> **Task to carry out**: Pick every line from the data that holds the word "hood".

----- Input data

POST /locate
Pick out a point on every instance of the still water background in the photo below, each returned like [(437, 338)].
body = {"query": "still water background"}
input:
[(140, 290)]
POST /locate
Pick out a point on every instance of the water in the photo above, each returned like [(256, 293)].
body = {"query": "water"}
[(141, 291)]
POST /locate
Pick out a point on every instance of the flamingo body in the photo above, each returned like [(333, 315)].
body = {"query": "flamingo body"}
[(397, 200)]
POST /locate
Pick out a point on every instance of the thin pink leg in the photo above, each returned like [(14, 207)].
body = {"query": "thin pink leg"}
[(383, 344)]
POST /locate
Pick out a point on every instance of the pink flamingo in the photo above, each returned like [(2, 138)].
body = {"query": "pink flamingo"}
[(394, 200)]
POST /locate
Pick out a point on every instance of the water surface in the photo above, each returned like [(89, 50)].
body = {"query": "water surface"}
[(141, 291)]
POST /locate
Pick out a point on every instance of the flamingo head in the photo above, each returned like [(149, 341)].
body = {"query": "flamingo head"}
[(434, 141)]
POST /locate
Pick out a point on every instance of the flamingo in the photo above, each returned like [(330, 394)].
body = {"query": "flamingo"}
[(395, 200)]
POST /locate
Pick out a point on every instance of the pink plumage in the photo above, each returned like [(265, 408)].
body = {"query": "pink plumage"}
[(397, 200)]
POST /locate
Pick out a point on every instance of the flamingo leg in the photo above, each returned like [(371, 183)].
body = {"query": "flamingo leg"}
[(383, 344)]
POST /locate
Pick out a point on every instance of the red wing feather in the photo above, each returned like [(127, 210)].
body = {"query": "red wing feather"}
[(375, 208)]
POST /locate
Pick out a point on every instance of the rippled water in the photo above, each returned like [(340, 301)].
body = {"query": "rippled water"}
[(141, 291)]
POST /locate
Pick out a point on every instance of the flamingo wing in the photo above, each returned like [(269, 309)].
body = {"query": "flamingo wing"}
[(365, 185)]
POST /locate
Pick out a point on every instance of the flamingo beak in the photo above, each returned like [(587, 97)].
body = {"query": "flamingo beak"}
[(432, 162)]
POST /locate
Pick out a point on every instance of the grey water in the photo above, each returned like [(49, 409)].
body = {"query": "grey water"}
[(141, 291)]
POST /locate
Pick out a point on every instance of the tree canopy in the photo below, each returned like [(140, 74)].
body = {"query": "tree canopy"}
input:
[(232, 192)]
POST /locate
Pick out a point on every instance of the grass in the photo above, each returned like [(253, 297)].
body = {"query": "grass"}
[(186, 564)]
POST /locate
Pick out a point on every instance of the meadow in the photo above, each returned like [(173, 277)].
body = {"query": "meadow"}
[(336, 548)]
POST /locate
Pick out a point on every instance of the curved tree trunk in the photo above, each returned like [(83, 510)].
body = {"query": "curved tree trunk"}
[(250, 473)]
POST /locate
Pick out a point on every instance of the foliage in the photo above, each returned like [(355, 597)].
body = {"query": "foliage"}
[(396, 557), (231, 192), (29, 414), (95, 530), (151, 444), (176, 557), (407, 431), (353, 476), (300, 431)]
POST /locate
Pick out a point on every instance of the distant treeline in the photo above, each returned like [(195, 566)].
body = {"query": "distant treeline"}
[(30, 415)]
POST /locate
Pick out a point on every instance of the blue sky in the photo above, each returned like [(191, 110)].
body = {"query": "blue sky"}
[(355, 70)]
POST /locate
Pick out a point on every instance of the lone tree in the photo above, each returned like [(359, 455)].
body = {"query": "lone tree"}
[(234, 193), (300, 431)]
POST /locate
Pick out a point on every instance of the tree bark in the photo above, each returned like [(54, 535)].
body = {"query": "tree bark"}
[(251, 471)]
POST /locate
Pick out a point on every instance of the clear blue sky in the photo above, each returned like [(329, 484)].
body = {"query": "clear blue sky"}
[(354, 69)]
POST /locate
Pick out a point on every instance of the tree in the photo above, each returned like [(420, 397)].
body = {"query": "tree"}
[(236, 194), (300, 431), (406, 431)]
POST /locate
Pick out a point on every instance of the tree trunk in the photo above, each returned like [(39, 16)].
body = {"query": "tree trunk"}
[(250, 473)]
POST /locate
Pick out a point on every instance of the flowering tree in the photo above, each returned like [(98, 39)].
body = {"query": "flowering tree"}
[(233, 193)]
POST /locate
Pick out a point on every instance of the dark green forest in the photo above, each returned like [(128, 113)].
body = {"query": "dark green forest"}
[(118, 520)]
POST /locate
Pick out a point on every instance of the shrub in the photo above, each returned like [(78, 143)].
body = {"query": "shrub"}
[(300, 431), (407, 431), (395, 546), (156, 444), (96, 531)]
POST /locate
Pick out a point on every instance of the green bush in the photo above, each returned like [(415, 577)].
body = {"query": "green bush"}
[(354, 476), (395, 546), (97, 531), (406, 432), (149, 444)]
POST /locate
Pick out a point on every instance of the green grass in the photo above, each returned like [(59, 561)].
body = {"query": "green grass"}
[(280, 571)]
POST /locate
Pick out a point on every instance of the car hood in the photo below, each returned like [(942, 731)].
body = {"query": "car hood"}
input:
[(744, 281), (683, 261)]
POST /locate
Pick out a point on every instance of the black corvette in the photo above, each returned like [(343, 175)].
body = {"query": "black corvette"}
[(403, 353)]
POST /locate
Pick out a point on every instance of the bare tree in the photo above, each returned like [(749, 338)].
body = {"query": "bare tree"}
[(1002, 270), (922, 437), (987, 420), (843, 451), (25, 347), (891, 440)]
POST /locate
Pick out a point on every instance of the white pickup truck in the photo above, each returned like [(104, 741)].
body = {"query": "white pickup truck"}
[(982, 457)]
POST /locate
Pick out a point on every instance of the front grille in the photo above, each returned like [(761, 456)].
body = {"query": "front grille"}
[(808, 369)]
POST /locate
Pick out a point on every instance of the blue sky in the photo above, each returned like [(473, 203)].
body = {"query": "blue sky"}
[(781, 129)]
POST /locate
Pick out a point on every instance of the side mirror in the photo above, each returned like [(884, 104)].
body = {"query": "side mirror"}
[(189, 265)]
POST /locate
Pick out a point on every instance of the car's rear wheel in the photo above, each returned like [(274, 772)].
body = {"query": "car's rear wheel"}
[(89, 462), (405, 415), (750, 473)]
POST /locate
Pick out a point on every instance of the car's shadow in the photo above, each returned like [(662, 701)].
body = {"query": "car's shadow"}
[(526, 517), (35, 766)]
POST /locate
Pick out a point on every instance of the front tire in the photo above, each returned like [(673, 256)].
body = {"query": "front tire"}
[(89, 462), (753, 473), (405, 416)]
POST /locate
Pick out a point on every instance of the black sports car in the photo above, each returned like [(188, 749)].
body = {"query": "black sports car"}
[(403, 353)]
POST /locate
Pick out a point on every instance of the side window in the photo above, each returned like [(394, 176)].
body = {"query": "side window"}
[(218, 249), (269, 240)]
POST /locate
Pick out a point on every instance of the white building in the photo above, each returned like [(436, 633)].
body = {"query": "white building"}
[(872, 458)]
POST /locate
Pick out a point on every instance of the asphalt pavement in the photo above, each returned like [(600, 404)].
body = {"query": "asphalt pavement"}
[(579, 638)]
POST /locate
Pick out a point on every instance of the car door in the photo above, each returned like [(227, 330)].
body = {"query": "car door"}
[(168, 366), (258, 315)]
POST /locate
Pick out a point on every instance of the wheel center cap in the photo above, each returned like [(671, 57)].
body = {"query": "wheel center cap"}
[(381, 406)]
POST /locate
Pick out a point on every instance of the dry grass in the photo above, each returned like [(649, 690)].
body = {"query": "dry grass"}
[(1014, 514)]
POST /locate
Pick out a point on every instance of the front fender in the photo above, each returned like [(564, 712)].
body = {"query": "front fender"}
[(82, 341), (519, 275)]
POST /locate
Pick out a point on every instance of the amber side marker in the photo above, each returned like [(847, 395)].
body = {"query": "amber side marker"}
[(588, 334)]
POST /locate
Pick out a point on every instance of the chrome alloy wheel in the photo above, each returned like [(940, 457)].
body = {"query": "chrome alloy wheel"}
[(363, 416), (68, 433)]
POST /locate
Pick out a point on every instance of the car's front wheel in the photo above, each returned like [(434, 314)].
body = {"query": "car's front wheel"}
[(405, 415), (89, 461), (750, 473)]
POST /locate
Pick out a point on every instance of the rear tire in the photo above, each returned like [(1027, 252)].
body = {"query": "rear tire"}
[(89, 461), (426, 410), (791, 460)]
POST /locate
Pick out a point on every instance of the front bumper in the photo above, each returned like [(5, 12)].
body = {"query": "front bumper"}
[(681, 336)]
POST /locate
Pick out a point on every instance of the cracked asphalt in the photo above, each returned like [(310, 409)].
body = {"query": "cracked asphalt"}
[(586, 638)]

----------

> **Solution**:
Pick out a point on every instance of the car hood in the photo below, each returned like [(942, 731)].
body = {"query": "car hood"}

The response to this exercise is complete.